◆ Records supplied:
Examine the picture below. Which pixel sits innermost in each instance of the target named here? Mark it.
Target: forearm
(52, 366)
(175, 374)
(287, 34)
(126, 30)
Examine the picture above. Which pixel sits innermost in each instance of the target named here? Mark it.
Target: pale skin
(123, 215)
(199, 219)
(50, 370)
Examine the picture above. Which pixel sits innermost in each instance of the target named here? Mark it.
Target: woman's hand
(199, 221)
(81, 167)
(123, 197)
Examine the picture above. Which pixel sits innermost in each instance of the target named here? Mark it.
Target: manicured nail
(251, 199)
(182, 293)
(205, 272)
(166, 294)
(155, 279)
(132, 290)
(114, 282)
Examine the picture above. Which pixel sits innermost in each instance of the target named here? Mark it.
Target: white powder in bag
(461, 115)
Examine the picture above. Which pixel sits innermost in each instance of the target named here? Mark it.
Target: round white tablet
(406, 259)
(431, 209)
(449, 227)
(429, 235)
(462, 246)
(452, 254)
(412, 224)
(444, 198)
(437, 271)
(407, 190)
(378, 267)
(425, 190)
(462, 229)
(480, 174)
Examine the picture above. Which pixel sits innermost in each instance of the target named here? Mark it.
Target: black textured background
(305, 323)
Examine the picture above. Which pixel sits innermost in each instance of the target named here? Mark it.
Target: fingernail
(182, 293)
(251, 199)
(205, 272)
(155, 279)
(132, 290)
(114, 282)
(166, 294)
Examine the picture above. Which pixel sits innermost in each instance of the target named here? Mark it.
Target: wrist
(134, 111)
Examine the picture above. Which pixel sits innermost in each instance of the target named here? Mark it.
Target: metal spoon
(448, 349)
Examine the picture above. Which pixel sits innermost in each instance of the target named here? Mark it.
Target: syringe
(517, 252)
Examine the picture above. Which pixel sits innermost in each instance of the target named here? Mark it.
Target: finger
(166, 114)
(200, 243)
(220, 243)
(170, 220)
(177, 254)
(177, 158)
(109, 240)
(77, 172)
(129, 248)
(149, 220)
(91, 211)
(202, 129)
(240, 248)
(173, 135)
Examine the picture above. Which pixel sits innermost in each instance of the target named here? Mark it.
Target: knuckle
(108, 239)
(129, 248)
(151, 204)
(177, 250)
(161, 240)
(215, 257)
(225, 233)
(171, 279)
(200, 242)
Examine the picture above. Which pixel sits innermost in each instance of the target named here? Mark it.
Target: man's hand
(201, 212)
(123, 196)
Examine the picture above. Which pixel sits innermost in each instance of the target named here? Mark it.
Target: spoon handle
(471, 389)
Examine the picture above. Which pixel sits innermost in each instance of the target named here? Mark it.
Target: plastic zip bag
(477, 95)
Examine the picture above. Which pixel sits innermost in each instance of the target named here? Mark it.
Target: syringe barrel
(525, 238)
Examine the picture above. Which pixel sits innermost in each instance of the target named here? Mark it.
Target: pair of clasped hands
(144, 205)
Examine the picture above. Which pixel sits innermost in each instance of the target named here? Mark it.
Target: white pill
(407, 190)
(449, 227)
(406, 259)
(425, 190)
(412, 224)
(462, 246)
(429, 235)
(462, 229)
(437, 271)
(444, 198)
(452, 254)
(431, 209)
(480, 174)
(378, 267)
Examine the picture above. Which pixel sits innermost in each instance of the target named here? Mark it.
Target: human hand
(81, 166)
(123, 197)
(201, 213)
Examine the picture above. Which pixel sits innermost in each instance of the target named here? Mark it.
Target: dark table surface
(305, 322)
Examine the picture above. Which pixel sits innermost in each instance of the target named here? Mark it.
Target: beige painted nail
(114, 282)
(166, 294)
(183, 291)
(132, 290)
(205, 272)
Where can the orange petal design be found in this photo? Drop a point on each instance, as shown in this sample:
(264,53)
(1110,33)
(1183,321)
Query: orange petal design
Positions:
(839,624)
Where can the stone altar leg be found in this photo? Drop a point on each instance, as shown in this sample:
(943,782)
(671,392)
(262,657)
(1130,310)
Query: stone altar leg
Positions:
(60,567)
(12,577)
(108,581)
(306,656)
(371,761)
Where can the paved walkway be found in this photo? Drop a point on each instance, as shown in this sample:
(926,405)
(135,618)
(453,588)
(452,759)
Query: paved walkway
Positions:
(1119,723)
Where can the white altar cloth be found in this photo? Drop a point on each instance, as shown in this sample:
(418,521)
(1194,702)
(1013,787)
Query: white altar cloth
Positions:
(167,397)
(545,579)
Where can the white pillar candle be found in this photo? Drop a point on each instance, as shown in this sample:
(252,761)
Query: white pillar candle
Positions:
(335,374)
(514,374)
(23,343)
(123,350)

◆ About this exercise: Provide only the number of lines in the entries that hold the word "stone".

◆ Response to the exercise: 2